- _SET PROBLEM_
Reproduce verbatim the lines of the material below, beginning with the line containing "Annotate green shrub." and continuing through the line containing "[988, 578, 1024, 597]", with both of those lines included.
:: EXTRACTED RECORDS ::
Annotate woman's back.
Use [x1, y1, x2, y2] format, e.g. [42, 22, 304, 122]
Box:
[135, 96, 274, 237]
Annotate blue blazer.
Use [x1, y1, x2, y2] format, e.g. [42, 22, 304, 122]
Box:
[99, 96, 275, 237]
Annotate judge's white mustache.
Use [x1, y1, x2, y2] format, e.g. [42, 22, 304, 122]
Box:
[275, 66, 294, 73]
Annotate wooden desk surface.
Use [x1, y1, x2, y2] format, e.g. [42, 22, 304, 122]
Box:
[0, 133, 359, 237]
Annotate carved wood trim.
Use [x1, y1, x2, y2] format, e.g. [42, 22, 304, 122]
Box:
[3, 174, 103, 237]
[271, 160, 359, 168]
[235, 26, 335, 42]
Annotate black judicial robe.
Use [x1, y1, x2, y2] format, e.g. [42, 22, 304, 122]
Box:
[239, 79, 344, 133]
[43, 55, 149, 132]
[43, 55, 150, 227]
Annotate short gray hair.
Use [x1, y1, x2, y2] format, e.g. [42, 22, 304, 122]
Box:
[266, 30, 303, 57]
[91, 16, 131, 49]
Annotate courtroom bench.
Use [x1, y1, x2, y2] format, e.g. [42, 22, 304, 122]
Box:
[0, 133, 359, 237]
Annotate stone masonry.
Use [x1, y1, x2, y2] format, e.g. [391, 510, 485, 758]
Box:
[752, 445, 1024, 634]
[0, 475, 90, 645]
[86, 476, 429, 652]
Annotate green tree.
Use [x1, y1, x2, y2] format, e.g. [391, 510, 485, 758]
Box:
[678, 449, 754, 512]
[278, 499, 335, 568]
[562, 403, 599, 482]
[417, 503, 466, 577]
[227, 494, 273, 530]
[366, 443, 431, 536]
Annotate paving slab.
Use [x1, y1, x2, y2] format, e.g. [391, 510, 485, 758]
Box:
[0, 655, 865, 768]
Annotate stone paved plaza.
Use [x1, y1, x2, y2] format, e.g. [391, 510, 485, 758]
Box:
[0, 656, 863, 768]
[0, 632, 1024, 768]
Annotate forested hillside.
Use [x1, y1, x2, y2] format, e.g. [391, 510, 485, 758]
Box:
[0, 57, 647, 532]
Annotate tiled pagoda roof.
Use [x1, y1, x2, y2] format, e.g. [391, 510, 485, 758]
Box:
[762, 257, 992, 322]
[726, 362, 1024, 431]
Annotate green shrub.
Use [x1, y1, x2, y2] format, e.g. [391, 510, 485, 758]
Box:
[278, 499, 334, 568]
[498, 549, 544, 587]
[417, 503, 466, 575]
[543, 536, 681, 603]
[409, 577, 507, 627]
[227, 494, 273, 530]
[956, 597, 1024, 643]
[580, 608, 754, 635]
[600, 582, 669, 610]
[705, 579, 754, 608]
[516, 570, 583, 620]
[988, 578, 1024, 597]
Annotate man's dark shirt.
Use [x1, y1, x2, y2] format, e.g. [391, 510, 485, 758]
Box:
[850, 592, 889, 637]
:::
- _SOLUTION TO THE EXERCISE_
Annotate green shrub.
Use [x1, y1, x2, y2] format, e.g. [391, 510, 485, 758]
Box:
[278, 499, 334, 568]
[498, 549, 544, 587]
[417, 503, 466, 575]
[543, 536, 681, 603]
[409, 577, 507, 627]
[227, 494, 273, 530]
[956, 597, 1024, 643]
[580, 608, 754, 635]
[600, 582, 669, 610]
[705, 579, 754, 608]
[516, 570, 583, 620]
[988, 578, 1024, 597]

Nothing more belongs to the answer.